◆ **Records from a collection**
»»
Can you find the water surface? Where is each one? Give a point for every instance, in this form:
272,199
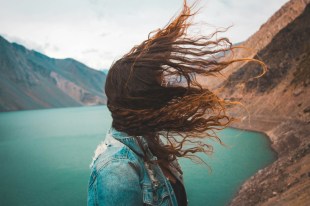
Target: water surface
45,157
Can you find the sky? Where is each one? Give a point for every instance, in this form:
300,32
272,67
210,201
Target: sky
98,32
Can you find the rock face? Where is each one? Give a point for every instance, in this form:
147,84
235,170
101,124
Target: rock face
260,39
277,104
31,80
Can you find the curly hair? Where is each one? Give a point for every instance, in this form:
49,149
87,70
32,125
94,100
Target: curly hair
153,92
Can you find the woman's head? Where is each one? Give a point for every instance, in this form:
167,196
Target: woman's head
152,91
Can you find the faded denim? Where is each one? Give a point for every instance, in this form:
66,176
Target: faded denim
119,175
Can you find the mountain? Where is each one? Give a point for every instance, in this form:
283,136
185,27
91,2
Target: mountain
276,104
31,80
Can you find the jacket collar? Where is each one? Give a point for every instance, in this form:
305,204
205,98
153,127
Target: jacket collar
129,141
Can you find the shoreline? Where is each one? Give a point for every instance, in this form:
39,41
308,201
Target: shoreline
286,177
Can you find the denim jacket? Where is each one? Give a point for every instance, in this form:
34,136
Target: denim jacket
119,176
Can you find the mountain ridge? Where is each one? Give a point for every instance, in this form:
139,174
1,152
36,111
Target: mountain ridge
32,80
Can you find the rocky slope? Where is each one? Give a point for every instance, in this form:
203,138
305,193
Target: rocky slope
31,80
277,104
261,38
««
»»
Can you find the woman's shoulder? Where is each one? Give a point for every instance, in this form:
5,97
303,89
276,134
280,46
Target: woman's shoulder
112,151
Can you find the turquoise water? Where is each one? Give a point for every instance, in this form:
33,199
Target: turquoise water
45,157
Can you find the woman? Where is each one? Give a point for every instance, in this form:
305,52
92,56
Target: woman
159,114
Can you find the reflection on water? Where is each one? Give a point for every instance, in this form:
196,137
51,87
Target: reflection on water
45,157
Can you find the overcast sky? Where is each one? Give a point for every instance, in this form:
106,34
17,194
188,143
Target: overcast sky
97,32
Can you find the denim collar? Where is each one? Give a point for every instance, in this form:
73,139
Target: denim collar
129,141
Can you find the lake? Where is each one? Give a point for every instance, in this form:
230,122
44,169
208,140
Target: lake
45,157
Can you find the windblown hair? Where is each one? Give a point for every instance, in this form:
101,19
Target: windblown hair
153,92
««
◆ **Aim**
Pick out each line of the entries above that includes the word "shoulder", and copy those lines.

◆ **Written solution**
Can you find the woman's shoulder? Where is each one? Give a point for every instance, in this form:
Target: woman's shoulder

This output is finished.